*What you are asked to do:*
Count how many lines in the records below contain the string "rock". Reply with the number alone.

*Records for this exercise:*
>>

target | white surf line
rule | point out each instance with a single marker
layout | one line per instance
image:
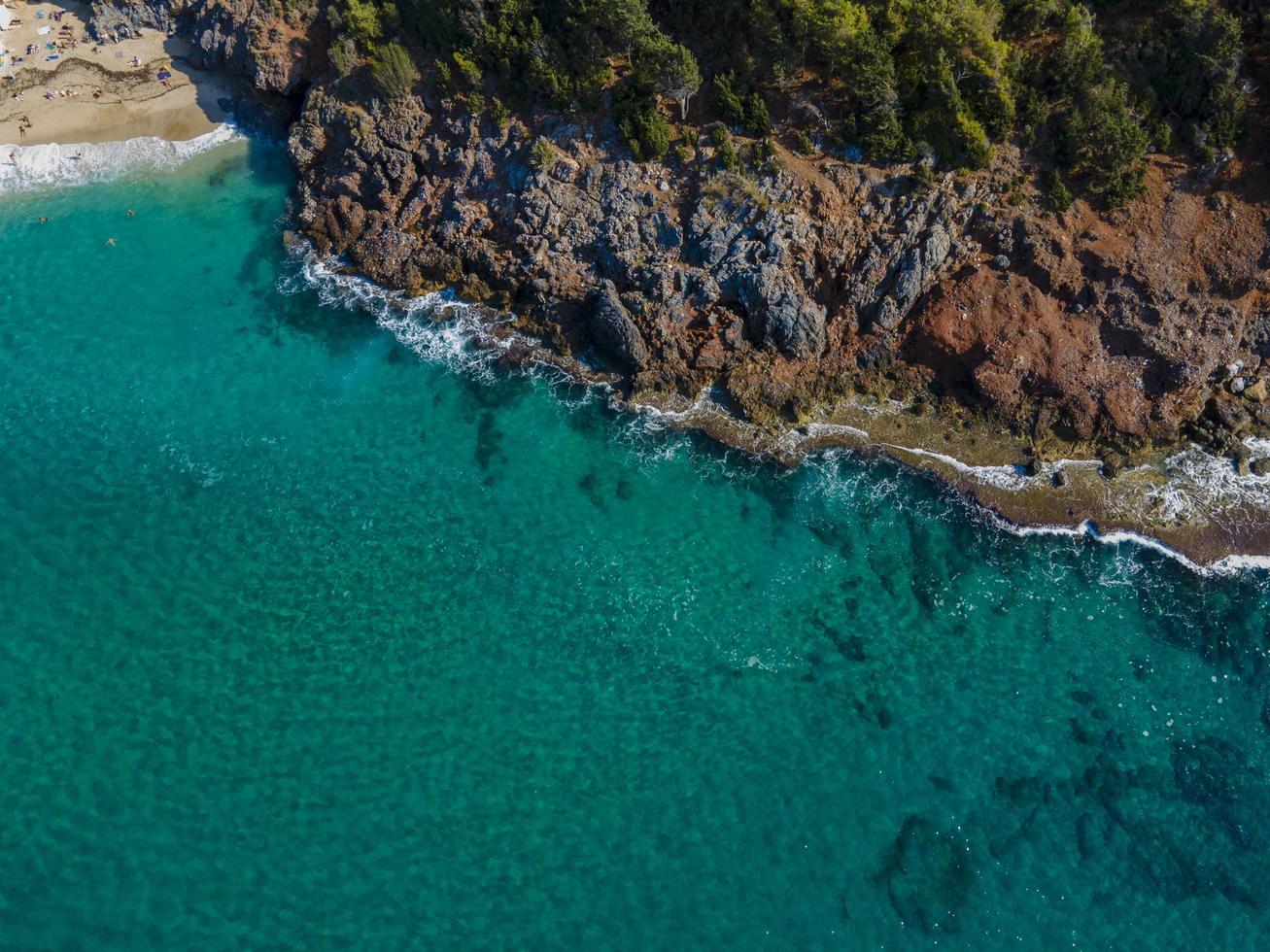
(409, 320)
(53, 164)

<<
>>

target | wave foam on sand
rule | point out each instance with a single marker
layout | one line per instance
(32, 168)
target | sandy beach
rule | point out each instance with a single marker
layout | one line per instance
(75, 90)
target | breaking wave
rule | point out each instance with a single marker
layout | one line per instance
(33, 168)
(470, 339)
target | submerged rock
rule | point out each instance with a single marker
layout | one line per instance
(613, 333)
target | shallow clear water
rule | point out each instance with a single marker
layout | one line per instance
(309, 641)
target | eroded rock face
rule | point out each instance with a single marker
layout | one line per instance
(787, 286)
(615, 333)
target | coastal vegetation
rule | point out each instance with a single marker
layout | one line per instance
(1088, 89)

<<
>>

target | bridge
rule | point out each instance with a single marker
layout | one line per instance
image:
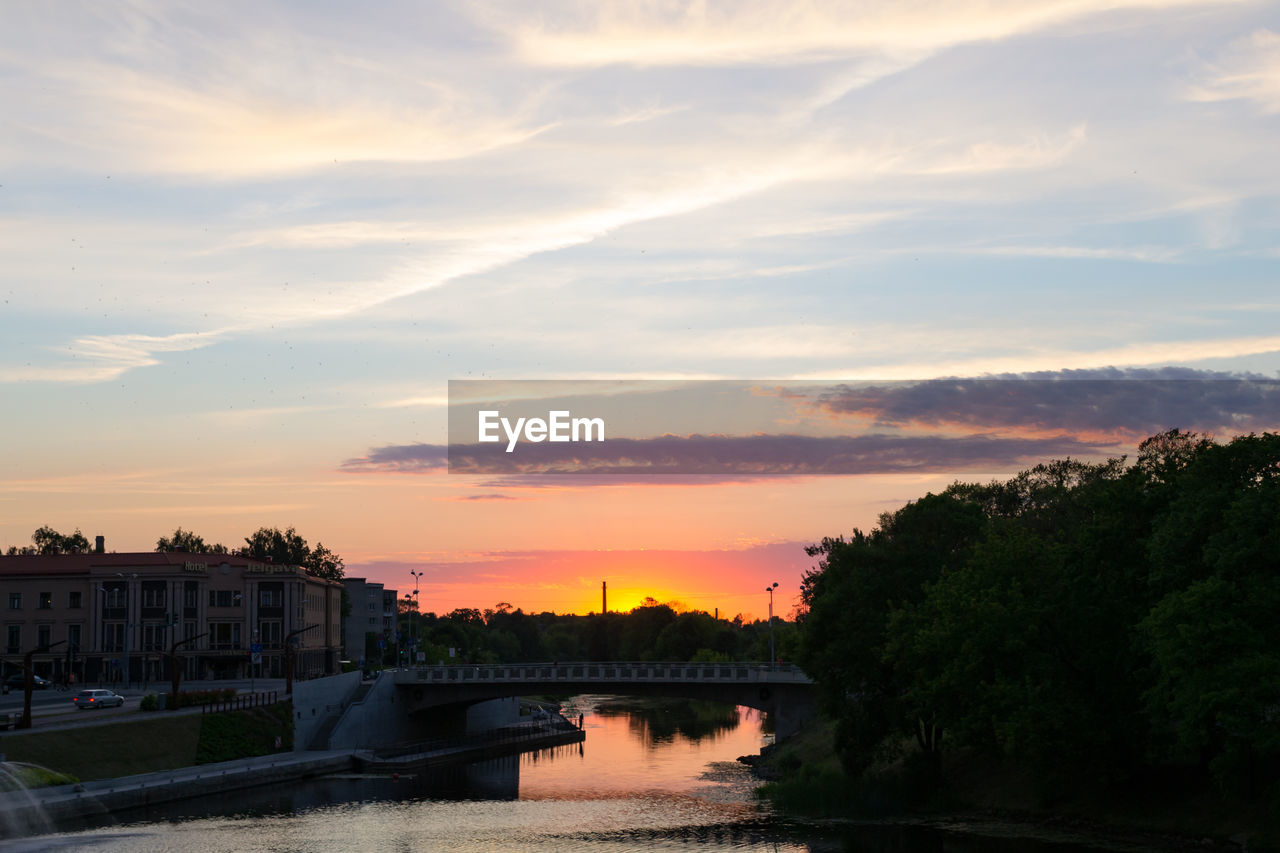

<<

*Complete response:*
2